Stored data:
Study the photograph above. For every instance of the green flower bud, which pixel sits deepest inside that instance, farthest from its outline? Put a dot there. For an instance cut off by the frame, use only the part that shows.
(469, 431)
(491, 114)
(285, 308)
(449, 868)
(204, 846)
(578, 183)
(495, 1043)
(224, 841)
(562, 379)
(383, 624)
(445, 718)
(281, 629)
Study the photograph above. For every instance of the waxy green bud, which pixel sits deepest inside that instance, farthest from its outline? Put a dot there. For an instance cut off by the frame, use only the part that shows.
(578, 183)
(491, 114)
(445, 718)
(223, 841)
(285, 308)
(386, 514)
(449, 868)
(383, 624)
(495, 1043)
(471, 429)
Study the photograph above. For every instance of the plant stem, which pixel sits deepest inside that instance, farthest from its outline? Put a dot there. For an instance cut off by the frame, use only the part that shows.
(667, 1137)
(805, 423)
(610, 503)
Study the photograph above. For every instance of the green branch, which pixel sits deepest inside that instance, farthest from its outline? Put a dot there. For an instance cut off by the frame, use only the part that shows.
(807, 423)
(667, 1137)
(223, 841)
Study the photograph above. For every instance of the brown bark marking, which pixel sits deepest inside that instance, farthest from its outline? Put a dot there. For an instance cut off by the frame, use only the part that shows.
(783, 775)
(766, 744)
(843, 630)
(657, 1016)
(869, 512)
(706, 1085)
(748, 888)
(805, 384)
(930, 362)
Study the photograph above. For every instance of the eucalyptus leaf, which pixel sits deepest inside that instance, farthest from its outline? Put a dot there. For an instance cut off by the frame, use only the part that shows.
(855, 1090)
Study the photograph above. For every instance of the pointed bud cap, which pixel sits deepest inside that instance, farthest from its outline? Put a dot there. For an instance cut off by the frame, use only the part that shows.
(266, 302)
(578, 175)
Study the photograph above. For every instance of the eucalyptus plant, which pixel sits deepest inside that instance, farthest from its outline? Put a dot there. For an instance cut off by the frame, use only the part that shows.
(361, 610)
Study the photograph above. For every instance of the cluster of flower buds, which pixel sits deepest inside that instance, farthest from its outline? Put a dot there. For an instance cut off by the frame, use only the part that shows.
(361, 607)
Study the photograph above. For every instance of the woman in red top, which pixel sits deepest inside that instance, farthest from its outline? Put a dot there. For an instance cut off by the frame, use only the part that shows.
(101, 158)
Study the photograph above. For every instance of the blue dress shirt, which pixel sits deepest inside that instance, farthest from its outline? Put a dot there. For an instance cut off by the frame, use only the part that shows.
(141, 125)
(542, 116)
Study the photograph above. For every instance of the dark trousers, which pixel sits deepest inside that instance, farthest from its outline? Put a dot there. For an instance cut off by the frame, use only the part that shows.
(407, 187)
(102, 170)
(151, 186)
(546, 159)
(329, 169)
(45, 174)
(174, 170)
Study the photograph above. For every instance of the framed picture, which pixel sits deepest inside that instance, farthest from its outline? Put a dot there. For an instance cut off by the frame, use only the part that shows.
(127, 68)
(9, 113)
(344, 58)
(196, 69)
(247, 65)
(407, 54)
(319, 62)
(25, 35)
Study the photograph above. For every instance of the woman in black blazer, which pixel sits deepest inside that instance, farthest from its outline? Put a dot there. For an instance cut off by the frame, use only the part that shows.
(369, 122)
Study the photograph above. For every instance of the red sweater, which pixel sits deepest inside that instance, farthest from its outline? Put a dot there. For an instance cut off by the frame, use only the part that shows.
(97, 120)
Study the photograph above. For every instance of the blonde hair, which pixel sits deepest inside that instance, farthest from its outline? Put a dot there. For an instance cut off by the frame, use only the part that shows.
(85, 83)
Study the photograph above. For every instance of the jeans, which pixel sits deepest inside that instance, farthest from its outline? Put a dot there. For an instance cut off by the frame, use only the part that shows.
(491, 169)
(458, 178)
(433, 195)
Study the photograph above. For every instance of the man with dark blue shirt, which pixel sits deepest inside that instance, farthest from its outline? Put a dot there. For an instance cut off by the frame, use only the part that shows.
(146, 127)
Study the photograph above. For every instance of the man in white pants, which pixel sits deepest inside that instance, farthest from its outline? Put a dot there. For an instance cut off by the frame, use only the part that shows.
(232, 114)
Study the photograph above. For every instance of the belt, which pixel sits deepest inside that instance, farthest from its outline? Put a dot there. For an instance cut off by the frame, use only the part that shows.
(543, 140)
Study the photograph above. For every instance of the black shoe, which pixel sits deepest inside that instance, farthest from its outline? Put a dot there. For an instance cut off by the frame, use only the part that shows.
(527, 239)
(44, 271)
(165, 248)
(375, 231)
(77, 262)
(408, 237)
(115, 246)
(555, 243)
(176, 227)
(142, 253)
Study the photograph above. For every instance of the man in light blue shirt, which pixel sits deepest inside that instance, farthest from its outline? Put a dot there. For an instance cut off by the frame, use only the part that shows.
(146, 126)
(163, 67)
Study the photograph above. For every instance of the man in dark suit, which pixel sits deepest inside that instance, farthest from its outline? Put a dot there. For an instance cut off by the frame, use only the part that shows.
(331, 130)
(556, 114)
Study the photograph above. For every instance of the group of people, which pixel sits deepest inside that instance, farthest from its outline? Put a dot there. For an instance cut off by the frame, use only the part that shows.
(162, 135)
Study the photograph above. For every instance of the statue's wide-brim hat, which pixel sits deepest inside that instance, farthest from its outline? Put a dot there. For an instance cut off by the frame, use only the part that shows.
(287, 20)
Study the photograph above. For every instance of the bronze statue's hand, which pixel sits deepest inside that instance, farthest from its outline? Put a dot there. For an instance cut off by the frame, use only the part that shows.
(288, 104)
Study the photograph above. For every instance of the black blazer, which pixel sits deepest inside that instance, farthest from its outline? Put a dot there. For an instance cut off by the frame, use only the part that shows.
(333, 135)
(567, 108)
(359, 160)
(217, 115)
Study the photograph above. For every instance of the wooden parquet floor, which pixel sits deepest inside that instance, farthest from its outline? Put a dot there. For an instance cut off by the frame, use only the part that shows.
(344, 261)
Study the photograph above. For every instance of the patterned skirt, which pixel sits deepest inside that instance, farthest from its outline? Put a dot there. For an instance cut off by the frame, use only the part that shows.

**Directions for this task**
An exact transcription of every record above is required.

**Answer box**
Study the photograph above. For every instance of the green flower bud, which pixel sits deepest inside that instance, farthest from its outline? Put a dot there. For an instance cut off by the frame, use only the part that shows.
(469, 431)
(491, 114)
(285, 308)
(449, 868)
(204, 846)
(578, 183)
(495, 1043)
(224, 841)
(562, 379)
(383, 624)
(445, 718)
(281, 629)
Study the photograph above. For every instance of the waxy green bud, which pixel sits deepest inside that instance, farthest from its outline? Put a dot there. For an instance cut off by the frame, use only the part that shows.
(578, 183)
(491, 114)
(445, 718)
(223, 841)
(285, 308)
(386, 514)
(449, 868)
(383, 624)
(495, 1043)
(471, 429)
Study the photograph above. For every instance of the plant stem, which pixel sits deepest inside that instance, farthest from its outline? Put a dot there. For an instance cut off by the frame, use only the part that shows.
(667, 1137)
(805, 423)
(610, 503)
Study the photograph above. For every instance of the green branch, which pixel sits deepest inside that instance, farthest from its outline? Put a dot there. For an instance cut off by the frame, use only the part that shows.
(807, 423)
(667, 1137)
(223, 841)
Study the photograph above. For every instance of the brown bark marking, which pixel sits deepest inside that instance, farthest from its outline? Put a dot there. For an instance cut off by the frame, use only the part that shows.
(783, 775)
(766, 744)
(843, 630)
(657, 1016)
(869, 512)
(706, 1085)
(748, 888)
(805, 384)
(930, 362)
Study the photograph above. For every instance of the eucalyptus leaf, which pixel sits deepest inside that instance, farthest from its outline? Put a dot there. For an instance cut off by the frame, use only the part that shows.
(855, 1090)
Study the photograph above. For every instance of the pointed bud cap, which pixel sits deepest inside that instance, farthest from its outline? Put a dot there. For an instance cut off by the frame, use only the part that shows.
(266, 302)
(578, 175)
Study the photograph above. For every instance of the eucalyptus plant, which pixel sits deepest inside that instance, farthest from its outline? Put a dot there. For an instance cut off by the frame, use only the part that shows.
(361, 610)
Study the photograph above. For every instance of the cluster of flower buds, which pixel sits deepest inside that instance, farthest from its outline? Put a dot there. For an instance cut off by the frame, use only the part that shows.
(361, 607)
Study the photograph above. For every instance of the woman in red top, which pixel sits deepest inside that instance, farthest from its outline? Put a dot there. For an instance cut off by the frame, use only the part that shows.
(101, 158)
Study the photograph above. For every instance of the blue dress shirt, which pixel sits deepest inside that instance, farthest from its outline? Put a dot there. For an instance cut off by the frame, use only the part that shows.
(141, 125)
(542, 116)
Study the photograph above. For every instance of the dark trousers, which pixel sits deepest inside that instance, farthest from its outline? Put a dot there. For an instance cut off by the frame, use only the part that shows.
(407, 187)
(102, 170)
(151, 186)
(546, 159)
(329, 169)
(45, 174)
(174, 170)
Study the photograph above. For every instance of the framed picture, which pixel sits deepest inside that instance, farthest from its outline? Put a dot there. For an instance cut off by the frame, use only the part that shows.
(127, 68)
(9, 113)
(344, 58)
(196, 69)
(247, 65)
(407, 54)
(319, 62)
(25, 35)
Study the photograph above. For every instance of the woman in black blazer, which pixel sits deepest inside that instance, farthest from its outline? Put a dot there. For an instance cut off by the frame, use only the part that shows.
(369, 122)
Study the photograph above. For every instance of the red sweater, which pixel sits deepest inside that instance, farthest from its outline? Put a dot there. For an instance cut off by the frame, use only the part that shows.
(97, 120)
Study the photograph above. For every instance of the blonde hair, which pixel sits deepest inside that instance, farthest from its outline? Put a dot there. For an instance cut off by the frame, use only the part that shows.
(85, 83)
Study the photograph above. For every instance of the jeans, which pixel sits deepest inside that instance, farthest from its outline? Put a dot there. For an instance cut off by the frame, use only the part that shows.
(491, 169)
(458, 178)
(433, 195)
Study the photograph above. For every instance of the man with dark blue shirt, which pixel sits deepest inside that instance, farthest from its outline? Put a dot there. For an instance cut off by the frame, use only the part that shows.
(146, 127)
Study the photograph above. For every instance of the man in white pants, which pixel sits deepest inside that instance, farthest from its outline? Put a dot there. For an instance cut off by the frame, use only the part that shows.
(232, 114)
Study the photograph above. For every instance of the belt, which pixel sits deepest inside that instance, farthest from its outline? Put a dot there. For an instance cut off by the frame, use only the part that shows.
(543, 140)
Study the photograph above. For every instance of the black shoe, which pixel sits deepest inside that instance, farthest from its outline? Put a dot there. For an instance cut off by the frame, use only the part that shows.
(527, 239)
(44, 271)
(165, 248)
(375, 231)
(77, 262)
(408, 237)
(115, 246)
(555, 243)
(176, 227)
(142, 253)
Study the photograph above. For every instance of the man in light blue shirt, which pixel sits deepest inside that instance, farthest from its outline? Put a dot there. For an instance cut off by the frame, use only the part that shows.
(146, 126)
(163, 67)
Study the photograph above. For every instance of the man in dark suit, which pixel sits deepest inside that instance, farthest from its outline? Put a dot there. For an instance cut off by the frame, use only the part that shows.
(331, 130)
(556, 114)
Study the photograph above. For every instance of the group of people, which pixel sits deepest inside that instance, farthest from its outline? Put a dot there. For an instance cut off by the frame, use only the part that shows.
(162, 135)
Study the photograph above. For every instance of the statue's wide-brim hat, which pixel sits deepest inside that instance, farthest from its outline? Put a dot there. For an instance cut off by the frame, use only the part that shows.
(287, 20)
Study the photograph above. For every instance of the bronze statue's hand, which pixel sits deepest inside that instance, farthest from its outline? Put a dot there. For an instance cut off by the frame, use only the part that shows.
(288, 104)
Study the photograph above. For every instance of the black blazer, which pixel sits deepest inside that instance, farthest from its outline? Put a dot there. For an instance cut off by the frame, use only the part that shows.
(333, 135)
(567, 108)
(359, 160)
(217, 115)
Study the photograph above. For every instance of the wooden parquet floor, which pixel sits deepest inside that instance, farthest from its outline? Put a dot there. For an instance cut off by the frame, use only the part that shows.
(344, 261)
Study the photograph above. For every instance of the patterned skirt, which pixel sits deepest inside that instance, farthest from its outline? Put a dot there. For an instance cut off by the frame, use only the part that shows.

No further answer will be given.